(Beginning of Source records)

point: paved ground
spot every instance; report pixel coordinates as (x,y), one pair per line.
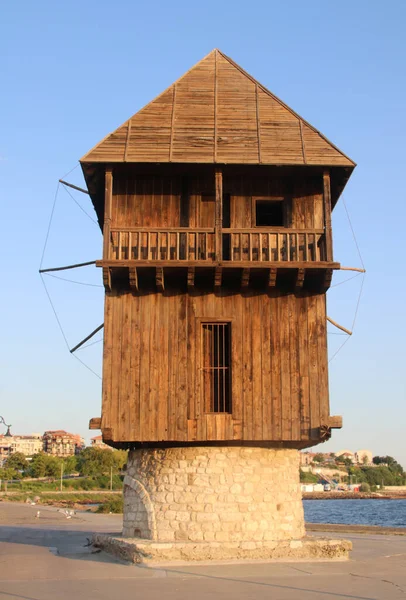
(46,558)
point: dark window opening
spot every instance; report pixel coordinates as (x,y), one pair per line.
(217,367)
(269,213)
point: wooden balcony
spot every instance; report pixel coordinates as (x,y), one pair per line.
(184,245)
(247,255)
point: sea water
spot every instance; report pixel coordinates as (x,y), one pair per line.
(385,513)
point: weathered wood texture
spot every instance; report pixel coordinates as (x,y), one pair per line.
(153,388)
(149,215)
(218,113)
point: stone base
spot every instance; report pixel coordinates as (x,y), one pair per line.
(144,551)
(226,494)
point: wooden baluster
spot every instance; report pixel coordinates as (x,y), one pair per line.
(119,245)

(End of Source records)

Directions for this task:
The reply should hold only the lines from the first line of the records above through the line containing "point: sea water", copied exactly and without pictures.

Worked solution:
point: paved ground
spot every instance; report pixel coordinates as (x,y), one pair per line.
(46,558)
point: dark window opening
spot every instance; report pixel coordinates as (x,y), one pair per line.
(217,367)
(269,213)
point: wooden balcony
spot every instance; report pixel coordinates as (x,y), one pair per line.
(184,245)
(247,255)
point: sea water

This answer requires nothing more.